* [REQUIREMENTS]
A - According to the excerpt on FPGA verification at Barco Silex, what is the maximum acquisition frequency of the NI test set?
B - Proceed with the excerpt on FPGA verification at Barco Silex, writing its continuation from the point where it stops.

Subsidiary of Barco Group, Barco Silex is an electronics design company that specializes in hardware developments (ASIC, FPGA, and embedded boards) and offers a wide range of IP core products for video and security applications. We have expertise and over 10 years of experience in ASIC and FPGA development under DO-254 guidance for prestigious clients such as Airbus, Safran, and Thales.
The NI test set consists of an NI PXIe-1073 chassis with two NI PXIe-7962R modules combined with two NI 6581 adapters. With an acquisition frequency up to 100 MHz, they allow monitoring of various FPGA input and output signals.
The usual approach to verify electronic components and ensure proper functional behavior is to use simulation tools. This type of verification allows testing an FPGA from its register-transfer level (RTL) (architecture description) representation as well as at the logic-gate level by incorporating the timing and gate delay notions.
The verification is then based on timing models of the constitutive elements of an FPGA (logic gates, phase-locked loops, memories, and so on).

* [LISTED RECORDS]

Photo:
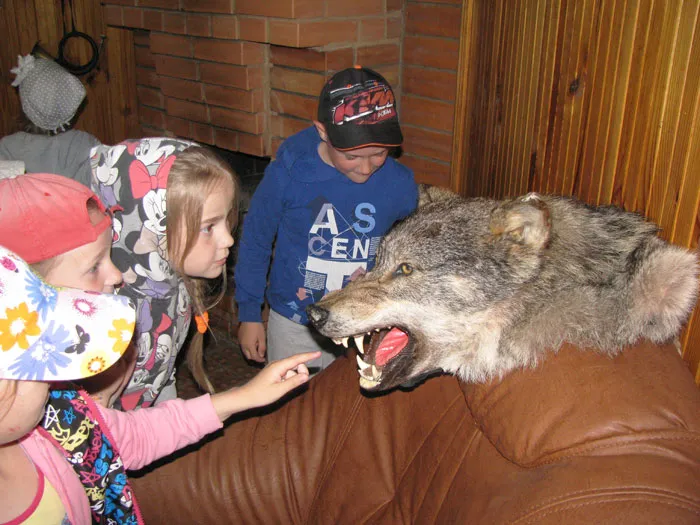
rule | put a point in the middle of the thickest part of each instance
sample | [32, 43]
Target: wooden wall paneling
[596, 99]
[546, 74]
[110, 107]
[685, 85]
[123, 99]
---
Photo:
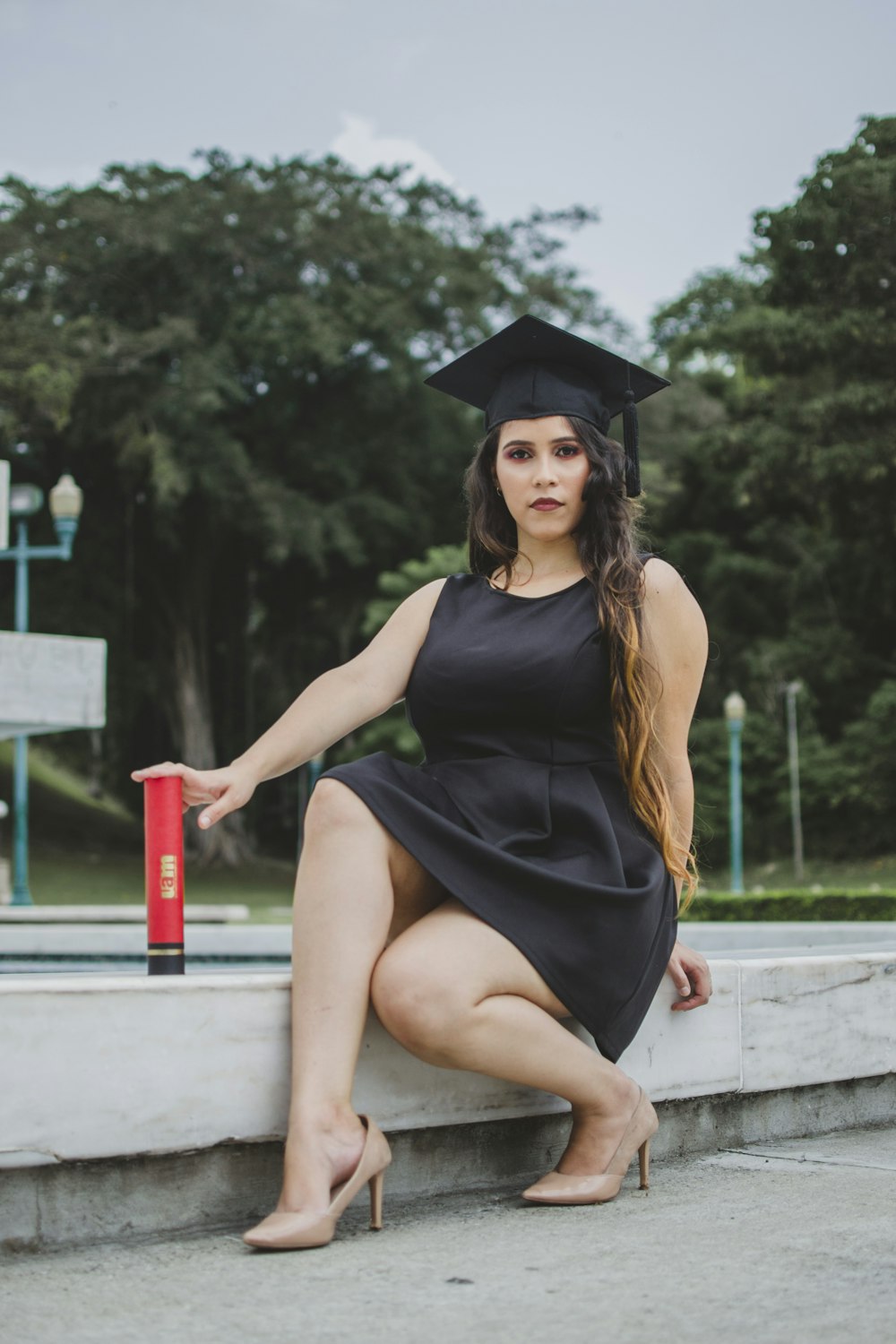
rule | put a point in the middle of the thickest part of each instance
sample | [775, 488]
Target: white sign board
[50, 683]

* [RESPONSES TO THE EXERCISE]
A - Up to 100 MHz.

B -
However, the device behavior must also be silicon-proven to meet the DO-254 Level A expectations. Therefore, we developed a test bench based on NI equipment and a custom-printed circuit board to replicate the virtual verification environment at the physical level, while taking advantage of existing simulations.
A Unique Test Procedure
Using Perl-based software, the virtual test bench decodes the test procedures described by means of instructions to control both a test engine and the interfaces of the component to verify. LabVIEW can call this Perl program and allows the use of the same test vectors as those used on the virtual test bench. Therefore, the procedures set made and validated for FPGA simulations can be used directly on the physical test bench.
A Shared Architecture
The test engine architecture we developed and validated, as well as the interfaces of the component under verification, are written in VHDL language and can be interpreted by the simulator. The specification and design of this test environment are constrained by the portability between the simulator and the NI framework. The FlexRIO boards can therefore use this VHDL code to produce a physical test environment identical to the virtual one. Thanks to LabVIEW FPGA, we were able to integrate this code without any change while adding the necessary interfaces to handle the data exchange between the PXI bus and test PC.
The execution of all the FPGA verification procedures: 64.5 hours via logic-gate level simulations versus two hours via physical tests. The time saved is around a factor of 30.
The virtual test bench and the physical test bench both allow the same inputs and generate the same type of output data. The test procedures can hence be written for both.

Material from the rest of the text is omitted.